======== SUPPLIED ENTRIES ========
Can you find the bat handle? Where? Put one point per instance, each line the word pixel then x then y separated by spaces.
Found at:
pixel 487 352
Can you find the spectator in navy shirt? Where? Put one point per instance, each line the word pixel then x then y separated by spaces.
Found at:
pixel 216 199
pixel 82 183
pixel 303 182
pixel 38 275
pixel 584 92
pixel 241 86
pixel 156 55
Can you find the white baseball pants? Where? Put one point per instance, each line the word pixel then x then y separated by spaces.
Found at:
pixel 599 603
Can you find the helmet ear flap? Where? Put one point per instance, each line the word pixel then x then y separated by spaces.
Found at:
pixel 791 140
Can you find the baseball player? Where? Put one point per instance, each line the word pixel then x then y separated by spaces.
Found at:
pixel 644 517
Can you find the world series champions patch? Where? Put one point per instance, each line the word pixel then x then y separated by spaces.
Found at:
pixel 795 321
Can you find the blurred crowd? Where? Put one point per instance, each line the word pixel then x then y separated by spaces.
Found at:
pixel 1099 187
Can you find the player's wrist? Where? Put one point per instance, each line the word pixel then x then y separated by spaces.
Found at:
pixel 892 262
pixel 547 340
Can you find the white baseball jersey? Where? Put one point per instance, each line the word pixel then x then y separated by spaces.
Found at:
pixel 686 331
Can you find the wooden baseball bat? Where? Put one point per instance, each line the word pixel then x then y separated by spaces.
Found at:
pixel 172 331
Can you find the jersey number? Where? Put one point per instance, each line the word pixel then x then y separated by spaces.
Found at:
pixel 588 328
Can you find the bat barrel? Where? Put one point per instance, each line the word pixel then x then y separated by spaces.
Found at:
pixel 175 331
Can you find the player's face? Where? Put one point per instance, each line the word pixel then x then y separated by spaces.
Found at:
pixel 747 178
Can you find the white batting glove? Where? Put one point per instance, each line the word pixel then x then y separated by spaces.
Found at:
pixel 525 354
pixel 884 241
========
* EXERCISE OBJECTIVE
Copy all of the data above line for line, without changing a single character.

* ANSWER BELOW
Can you find the bat handle? Where? Put one point per instance, each line the word pixel then x then y separated by spaces.
Found at:
pixel 487 352
Can you find the spectator in navy shirt? Where? Put one point per instance, each line the word pixel then x then y separated by spaces.
Found at:
pixel 216 199
pixel 82 183
pixel 303 182
pixel 38 275
pixel 584 92
pixel 241 86
pixel 156 55
Can you find the white baseball pants? Where? Put one point per instance, each line the word pixel then x then y separated by spaces.
Found at:
pixel 599 603
Can you find the helmet ear flap? Where? Put one point per instance, each line the word pixel then x then y separated by spaces.
Found at:
pixel 791 140
Can you find the baseball player? Where? Put one point per instance, each line the word pixel then x then y separated by spaces.
Found at:
pixel 644 517
Can you find the world series champions patch? Where? Put one point per instance, each line the word pixel then x then y separated by spaces.
Found at:
pixel 795 321
Can you find the blurred crowd? Where? Put one point per instance, each line the word pixel then x then y separated by spaces.
Found at:
pixel 1099 187
Can you find the player's wrist? Where? Put one point per instance, each line the word pixel then x then y separated by spaces.
Found at:
pixel 892 262
pixel 547 340
Can you find the white baseball jersey? Where? Put one point per instance, each line the word pixel then x then y separated by spaces.
Found at:
pixel 686 331
Can you find the wooden baseball bat? Where? Put one point per instance, each line the word pixel then x then y separated by spaces.
Found at:
pixel 172 331
Can you find the jersey number? Where? Put one point per instance, each line the word pixel then x then y separated by spaces.
Found at:
pixel 588 328
Can you find the bat barrel? Where? Put one point per instance, each line the word pixel then x then y separated by spaces.
Found at:
pixel 175 331
Can you find the player's face? Where? Put one point per instance, each line the word pixel then x then y separated by spaces.
Found at:
pixel 747 178
Can you find the white batting glove? Where? Put one point per instance, each line the word pixel then x then y separated by spaces.
Found at:
pixel 525 354
pixel 884 241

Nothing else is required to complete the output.